* Begin Dataset excerpts *

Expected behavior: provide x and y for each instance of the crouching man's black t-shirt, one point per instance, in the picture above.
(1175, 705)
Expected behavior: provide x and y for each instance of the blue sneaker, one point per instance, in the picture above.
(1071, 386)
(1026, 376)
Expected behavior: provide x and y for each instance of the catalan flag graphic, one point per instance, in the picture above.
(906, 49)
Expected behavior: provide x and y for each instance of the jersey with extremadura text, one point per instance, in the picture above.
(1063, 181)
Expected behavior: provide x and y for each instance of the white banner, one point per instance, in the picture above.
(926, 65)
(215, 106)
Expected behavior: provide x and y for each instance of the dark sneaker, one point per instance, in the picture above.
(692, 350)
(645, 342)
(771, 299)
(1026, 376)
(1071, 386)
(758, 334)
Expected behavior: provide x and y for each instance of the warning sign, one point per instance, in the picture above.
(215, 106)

* End Dataset excerpts *

▶ _What needs to be done_
Reproduce every one of the records above verbatim, line for line, with no changes.

▶ _Output of the exercise_
Expected behavior: provide x and y for each instance of the crouching man's black t-shirt, one point per instance, in the picture above.
(1175, 705)
Expected behavior: provide x and y for each instance of the blue sneaker, one point per instance, in the picture above.
(1071, 386)
(1026, 376)
Expected behavior: provide x and y for each instance of the catalan flag graphic, one point per instance, in the picture above.
(906, 49)
Expected behavior: provide x and y for each instance of the jersey with extremadura text, one point per instance, in the picture above.
(1063, 181)
Expected behavior: provide x and y for each instance of the white banner, one point per instance, in the picture above.
(926, 65)
(215, 106)
Expected behavior: provide x and y for each instance of the dark sneaker, one point per instance, in the picture above.
(692, 350)
(645, 342)
(771, 299)
(1026, 376)
(1071, 386)
(758, 334)
Expected behavior: provide x and y for each instance of the warning sign, one point per instance, in the picture above.
(215, 106)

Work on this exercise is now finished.